> [Quoted text]:
--- start ---

The word "stereo" apparently does not mean "two". It comes from the French word "stere" meaning "firm" or "fixed".

Way back in 1450 Johanne Gutenberg invented movable type...little lead letters that could be rearranged to spell stuff that you're trying to print into books. And it revolutionized the world. But even Gutenberg and his print shop successors often had to rely on non movable type...large hand carved plates with either pictures or blocks of un changing text that would be embedded in with the movable type to inked and printed. These plates were called "stereotypes".

Then over many centuries the term came to be used figuratively to mean "an unchanging close minded image you might have about types of people etc". "Thats just a stereotype".

Meanwhile...in the 19th Century the Victorians invented a cool new toy to play with...the stereoptican, or stereoscope.

--- end ---

> [Exercise prompt]:
Reproduce the passage above on the origin of the word "stereo" word for word, with nothing added or changed.

> [Supplied records]:
--- start ---

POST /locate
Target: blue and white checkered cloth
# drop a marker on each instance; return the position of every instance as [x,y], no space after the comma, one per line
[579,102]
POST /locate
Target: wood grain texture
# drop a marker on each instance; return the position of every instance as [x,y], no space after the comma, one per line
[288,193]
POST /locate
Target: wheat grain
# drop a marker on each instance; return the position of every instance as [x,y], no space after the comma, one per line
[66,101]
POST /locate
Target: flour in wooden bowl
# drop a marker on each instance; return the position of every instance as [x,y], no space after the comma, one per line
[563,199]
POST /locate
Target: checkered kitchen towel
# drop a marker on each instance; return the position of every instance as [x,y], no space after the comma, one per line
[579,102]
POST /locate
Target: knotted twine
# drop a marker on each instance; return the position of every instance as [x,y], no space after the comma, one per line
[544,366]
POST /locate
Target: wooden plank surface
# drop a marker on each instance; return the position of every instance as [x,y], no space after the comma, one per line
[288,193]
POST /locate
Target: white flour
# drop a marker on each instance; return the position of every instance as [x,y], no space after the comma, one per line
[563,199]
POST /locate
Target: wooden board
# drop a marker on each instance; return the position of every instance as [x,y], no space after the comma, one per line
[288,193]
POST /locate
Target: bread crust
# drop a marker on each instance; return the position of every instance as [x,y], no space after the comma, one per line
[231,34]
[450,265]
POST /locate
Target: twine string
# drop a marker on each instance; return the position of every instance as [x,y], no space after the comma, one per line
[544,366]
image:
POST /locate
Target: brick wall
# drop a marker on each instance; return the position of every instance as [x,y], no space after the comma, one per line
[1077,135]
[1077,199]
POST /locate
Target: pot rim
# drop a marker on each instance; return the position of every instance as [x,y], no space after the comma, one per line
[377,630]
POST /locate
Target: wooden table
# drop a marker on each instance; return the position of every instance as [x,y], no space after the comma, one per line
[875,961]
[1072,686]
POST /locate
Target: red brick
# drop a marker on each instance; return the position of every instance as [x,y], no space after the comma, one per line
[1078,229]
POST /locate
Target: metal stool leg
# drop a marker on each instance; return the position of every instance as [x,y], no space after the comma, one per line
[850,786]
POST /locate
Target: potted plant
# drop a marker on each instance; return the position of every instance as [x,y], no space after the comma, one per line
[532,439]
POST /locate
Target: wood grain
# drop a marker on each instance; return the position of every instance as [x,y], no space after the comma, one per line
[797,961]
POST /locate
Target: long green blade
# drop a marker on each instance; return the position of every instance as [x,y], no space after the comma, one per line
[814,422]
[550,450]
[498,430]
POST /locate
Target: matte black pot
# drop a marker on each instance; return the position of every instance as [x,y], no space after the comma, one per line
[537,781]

--- end ---

> [Response below]:
The word "stereo" apparently does not mean "two". It comes from the French word "stere" meaning "firm" or "fixed".

Way back in 1450 Johanne Gutenberg invented movable type...little lead letters that could be rearranged to spell stuff that you're trying to print into books. And it revolutionized the world. But even Gutenberg and his print shop successors often had to rely on non movable type...large hand carved plates with either pictures or blocks of un changing text that would be embedded in with the movable type to inked and printed. These plates were called "stereotypes".

Then over many centuries the term came to be used figuratively to mean "an unchanging close minded image you might have about types of people etc". "Thats just a stereotype".

Meanwhile...in the 19th Century the Victorians invented a cool new toy to play with...the stereoptican, or stereoscope.